● **Selected extract**
— Begin —
The final pieces in the allocation puzzle are the other allocation-tracking map pages - GAM, SGAM, PFS, ML map, and DIFF map pages. All of the following explanation holds for SQL Server 2000 and all subsequent releases so far. For any of these pages you can do a dump-style 3 DBCC PAGE dump and it will interpret the page and give you a human readable form of the allocation tracking data.

GAM pages

GAM stands for Global Allocation Map. If you remember from before, database data files are split up into GAM intervals (don't get confused - they're not split physically, just conceptually). A GAM interval is equivalent to the amount of space that the bitmaps in GAM, SGAM, ML map, DIFF map, and IAM pages track - 64000 extents or almost 4GB. These bitmaps are the same size in each of these five page types and have one bit per extent, but they mean different things in each of the different allocation pages.

The bits in the GAM bitmap have the following semantics:

• bit = 1: the extent is available for allocation (you could think of it as currently allocated to the GAM page)
• bit = 0: the extent is already allocated for use

These semantics are the same for mixed and dedicated/uniform extents.

One thing to note, at the start of every GAM interval is a GAM extent which contains the global allocation pages that track that GAM interval. This GAM extent cannot be used for any regular page allocations. The first GAM extent starts at page 0 in the file and has the following layout:

• Page 0: the file header page (another post!)
• Page 1: the first PFS page
• Page 2: the first GAM page
• Page 3: the first SGAM page
• Page 4: Unused in 2005+
• Page 5: Unused in 2005+
• Page 6: the first DIFF map page
• Page 7: the first ML map page

SGAM pages

I remember last year having an email discussion about what the 'S' stands for in SGAM. Various names have been used over the years inside and outside Microsoft but the official name that Books Online uses is Shared Global Allocation Map. To be honest, we always just call them 'es-gams' and never spell it out.

As I said above, the SGAM bitmap is exactly the same as the GAM bitmap in structure and the interval it covers, but the semantics of the bits are different:

• bit = 1: the extent is a mixed extent and has at least one unallocated page available for use
• bit = 0: the extent is either dedicated or is a mixed extent with no unallocated pages (essentially the same situation given that the SGAM is used to find mixed extents with unallocated pages)
— End —
● **Your objective**
Reproduce everything in the allocation-page text from "I remember last" down to "with unallocated pages)", replacing "Books Online" with "the product documentation". The items below were drawn from an unrelated source.

● **Dataset extract**
— Begin —
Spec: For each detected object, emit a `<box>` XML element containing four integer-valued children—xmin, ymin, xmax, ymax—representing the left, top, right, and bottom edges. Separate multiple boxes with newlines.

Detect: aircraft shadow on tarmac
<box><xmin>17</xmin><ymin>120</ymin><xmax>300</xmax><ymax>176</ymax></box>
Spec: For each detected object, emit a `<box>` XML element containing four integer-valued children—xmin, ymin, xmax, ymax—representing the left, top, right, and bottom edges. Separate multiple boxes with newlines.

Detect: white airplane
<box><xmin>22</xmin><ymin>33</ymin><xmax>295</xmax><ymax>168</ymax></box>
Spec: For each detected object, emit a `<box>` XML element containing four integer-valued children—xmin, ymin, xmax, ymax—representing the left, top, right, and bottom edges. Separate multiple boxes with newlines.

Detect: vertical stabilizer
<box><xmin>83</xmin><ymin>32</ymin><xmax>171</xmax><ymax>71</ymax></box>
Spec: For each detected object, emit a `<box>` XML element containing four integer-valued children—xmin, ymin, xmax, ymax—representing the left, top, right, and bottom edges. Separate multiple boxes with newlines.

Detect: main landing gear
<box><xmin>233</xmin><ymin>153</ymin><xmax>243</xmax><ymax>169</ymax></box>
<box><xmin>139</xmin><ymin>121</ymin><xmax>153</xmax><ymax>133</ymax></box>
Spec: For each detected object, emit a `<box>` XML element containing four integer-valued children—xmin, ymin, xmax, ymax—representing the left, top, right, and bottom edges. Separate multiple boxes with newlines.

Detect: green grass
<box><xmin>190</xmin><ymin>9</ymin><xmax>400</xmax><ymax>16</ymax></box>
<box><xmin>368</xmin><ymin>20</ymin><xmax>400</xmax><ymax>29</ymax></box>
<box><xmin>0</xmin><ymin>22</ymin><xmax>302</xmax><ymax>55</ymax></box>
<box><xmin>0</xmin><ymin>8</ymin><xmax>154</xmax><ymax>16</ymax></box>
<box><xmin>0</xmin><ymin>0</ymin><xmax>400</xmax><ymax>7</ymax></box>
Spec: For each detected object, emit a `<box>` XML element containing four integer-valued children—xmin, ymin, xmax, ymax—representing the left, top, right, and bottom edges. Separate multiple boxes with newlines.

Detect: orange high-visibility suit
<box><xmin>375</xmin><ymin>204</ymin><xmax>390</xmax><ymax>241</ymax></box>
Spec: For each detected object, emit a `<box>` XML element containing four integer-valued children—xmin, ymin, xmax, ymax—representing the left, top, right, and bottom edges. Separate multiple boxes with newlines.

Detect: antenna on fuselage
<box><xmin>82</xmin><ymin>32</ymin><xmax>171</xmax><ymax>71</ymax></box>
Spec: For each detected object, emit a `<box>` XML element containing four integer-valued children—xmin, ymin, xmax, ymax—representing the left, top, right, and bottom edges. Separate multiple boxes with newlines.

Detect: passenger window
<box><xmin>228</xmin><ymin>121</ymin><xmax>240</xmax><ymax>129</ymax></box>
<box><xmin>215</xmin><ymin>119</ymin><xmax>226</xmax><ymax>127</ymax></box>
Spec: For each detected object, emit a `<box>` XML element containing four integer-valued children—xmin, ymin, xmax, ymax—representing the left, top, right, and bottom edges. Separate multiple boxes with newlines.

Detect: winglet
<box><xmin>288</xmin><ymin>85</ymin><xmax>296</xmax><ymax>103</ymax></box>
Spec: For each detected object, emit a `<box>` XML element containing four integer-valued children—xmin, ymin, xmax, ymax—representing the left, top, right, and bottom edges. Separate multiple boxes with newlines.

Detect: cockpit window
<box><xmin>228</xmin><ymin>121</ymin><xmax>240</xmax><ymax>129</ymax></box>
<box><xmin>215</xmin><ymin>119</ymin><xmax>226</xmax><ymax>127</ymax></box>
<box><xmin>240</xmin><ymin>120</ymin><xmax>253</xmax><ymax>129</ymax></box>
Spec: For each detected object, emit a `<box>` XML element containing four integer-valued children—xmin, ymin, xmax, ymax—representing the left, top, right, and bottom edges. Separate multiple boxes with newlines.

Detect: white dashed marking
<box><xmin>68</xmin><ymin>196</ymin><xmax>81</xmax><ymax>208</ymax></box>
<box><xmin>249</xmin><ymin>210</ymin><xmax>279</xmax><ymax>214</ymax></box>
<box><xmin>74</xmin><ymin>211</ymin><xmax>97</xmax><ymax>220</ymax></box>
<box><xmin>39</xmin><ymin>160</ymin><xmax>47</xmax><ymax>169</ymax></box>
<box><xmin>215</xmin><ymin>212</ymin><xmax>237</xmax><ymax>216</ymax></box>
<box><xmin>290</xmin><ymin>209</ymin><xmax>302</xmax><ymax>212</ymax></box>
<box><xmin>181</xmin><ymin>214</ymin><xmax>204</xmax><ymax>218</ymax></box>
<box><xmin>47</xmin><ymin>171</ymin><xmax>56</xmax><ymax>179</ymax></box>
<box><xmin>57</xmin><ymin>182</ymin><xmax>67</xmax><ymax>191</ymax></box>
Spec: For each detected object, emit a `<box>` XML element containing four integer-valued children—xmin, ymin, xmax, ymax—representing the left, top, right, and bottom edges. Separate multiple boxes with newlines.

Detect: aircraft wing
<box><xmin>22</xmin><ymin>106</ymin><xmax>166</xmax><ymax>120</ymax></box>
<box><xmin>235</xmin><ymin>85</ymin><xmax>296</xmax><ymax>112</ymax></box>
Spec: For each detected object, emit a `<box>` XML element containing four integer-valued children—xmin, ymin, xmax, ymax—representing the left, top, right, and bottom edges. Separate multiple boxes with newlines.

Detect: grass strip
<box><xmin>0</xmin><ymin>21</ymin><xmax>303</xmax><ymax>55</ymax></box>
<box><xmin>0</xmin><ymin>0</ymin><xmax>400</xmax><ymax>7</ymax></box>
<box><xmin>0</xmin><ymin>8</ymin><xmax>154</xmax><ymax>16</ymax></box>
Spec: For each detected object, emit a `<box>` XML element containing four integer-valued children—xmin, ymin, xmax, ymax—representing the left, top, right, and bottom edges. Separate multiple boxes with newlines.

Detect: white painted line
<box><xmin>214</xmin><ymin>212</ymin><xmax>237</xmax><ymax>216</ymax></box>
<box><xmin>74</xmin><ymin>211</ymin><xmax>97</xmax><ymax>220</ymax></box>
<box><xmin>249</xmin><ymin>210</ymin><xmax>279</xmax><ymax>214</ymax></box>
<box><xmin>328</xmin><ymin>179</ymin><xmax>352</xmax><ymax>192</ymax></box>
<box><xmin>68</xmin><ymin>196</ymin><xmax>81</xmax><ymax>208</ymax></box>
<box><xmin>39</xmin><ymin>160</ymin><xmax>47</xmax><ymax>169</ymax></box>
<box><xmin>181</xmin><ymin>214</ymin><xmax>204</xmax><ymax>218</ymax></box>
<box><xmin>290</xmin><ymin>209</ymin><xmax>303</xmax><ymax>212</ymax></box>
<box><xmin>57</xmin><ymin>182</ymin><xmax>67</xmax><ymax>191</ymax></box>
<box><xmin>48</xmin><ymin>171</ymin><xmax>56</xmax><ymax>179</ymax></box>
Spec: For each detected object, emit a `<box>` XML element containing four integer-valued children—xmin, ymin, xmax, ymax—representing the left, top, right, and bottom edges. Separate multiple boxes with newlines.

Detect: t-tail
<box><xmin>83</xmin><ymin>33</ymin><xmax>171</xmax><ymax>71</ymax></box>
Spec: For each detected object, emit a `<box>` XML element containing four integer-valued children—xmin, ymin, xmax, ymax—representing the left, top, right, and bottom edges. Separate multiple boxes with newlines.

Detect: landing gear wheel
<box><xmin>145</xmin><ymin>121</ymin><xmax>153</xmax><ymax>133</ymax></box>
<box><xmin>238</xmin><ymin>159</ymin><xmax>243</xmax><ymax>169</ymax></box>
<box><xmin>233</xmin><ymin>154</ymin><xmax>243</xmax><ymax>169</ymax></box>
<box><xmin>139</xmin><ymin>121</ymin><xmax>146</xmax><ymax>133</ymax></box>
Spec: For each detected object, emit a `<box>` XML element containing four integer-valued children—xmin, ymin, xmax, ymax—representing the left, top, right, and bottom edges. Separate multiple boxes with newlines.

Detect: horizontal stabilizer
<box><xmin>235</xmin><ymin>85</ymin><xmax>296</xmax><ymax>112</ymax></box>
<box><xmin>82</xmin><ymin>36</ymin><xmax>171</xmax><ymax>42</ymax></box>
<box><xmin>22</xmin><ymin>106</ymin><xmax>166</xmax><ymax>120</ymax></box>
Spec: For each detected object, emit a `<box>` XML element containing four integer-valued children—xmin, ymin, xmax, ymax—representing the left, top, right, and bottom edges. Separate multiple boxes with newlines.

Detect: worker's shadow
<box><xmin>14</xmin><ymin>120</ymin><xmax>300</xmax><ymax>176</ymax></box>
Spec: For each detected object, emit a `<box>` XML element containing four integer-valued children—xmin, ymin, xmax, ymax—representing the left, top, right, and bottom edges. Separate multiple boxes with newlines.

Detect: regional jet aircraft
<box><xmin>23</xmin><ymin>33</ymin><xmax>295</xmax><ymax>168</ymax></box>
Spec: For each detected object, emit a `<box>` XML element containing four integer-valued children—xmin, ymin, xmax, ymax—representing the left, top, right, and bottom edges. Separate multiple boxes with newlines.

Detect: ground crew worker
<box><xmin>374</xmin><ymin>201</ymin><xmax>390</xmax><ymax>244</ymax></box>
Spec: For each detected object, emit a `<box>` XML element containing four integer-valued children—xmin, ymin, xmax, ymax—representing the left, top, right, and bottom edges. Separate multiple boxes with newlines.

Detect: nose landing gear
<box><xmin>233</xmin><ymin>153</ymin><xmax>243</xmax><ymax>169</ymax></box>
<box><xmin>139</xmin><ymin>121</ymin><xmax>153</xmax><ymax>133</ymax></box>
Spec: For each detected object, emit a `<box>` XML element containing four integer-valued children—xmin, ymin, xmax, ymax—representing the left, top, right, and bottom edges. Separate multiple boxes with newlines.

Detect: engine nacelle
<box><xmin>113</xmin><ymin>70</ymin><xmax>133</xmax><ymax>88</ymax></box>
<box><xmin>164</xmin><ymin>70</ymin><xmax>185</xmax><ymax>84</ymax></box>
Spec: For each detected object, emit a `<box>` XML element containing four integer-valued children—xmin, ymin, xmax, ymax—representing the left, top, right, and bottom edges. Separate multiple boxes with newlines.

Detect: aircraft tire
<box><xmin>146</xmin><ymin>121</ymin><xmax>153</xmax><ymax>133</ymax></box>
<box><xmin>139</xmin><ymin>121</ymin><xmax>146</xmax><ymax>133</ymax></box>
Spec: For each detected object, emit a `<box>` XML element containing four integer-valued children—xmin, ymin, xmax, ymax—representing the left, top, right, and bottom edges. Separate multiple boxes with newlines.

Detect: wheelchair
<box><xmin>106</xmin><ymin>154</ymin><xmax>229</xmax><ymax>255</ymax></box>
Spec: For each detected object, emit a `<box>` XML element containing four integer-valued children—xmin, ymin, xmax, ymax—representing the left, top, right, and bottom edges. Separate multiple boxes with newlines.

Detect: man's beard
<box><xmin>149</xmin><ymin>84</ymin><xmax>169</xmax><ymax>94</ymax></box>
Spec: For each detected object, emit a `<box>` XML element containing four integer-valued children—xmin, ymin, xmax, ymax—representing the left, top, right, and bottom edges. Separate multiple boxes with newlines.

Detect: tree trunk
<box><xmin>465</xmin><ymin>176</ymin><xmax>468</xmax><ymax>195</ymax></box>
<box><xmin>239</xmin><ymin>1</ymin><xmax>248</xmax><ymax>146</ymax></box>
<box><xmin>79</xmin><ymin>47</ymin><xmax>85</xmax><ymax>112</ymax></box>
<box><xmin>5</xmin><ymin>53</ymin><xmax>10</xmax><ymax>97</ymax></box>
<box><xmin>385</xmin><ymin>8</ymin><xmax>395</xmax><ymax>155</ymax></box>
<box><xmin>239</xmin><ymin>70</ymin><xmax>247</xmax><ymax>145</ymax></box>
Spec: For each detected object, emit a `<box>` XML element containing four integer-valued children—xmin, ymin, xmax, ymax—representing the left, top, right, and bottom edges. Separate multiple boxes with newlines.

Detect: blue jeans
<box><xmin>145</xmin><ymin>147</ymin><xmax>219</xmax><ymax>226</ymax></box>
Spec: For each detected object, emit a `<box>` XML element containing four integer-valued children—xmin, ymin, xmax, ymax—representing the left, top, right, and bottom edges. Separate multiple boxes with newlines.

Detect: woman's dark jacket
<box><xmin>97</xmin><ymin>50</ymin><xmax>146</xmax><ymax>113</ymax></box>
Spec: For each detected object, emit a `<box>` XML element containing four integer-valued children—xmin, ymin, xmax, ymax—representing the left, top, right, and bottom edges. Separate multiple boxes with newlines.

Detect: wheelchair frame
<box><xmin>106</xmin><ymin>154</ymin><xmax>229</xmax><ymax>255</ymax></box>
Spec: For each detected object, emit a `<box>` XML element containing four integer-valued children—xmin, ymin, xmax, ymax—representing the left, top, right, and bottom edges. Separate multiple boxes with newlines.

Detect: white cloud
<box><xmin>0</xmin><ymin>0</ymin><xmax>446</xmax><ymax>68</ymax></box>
— End —
● **Output for this exercise**
I remember last year having an email discussion about what the 'S' stands for in SGAM. Various names have been used over the years inside and outside Microsoft but the official name that the product documentation uses is Shared Global Allocation Map. To be honest, we always just call them 'es-gams' and never spell it out.

As I said above, the SGAM bitmap is exactly the same as the GAM bitmap in structure and the interval it covers, but the semantics of the bits are different:

• bit = 1: the extent is a mixed extent and has at least one unallocated page available for use
• bit = 0: the extent is either dedicated or is a mixed extent with no unallocated pages (essentially the same situation given that the SGAM is used to find mixed extents with unallocated pages)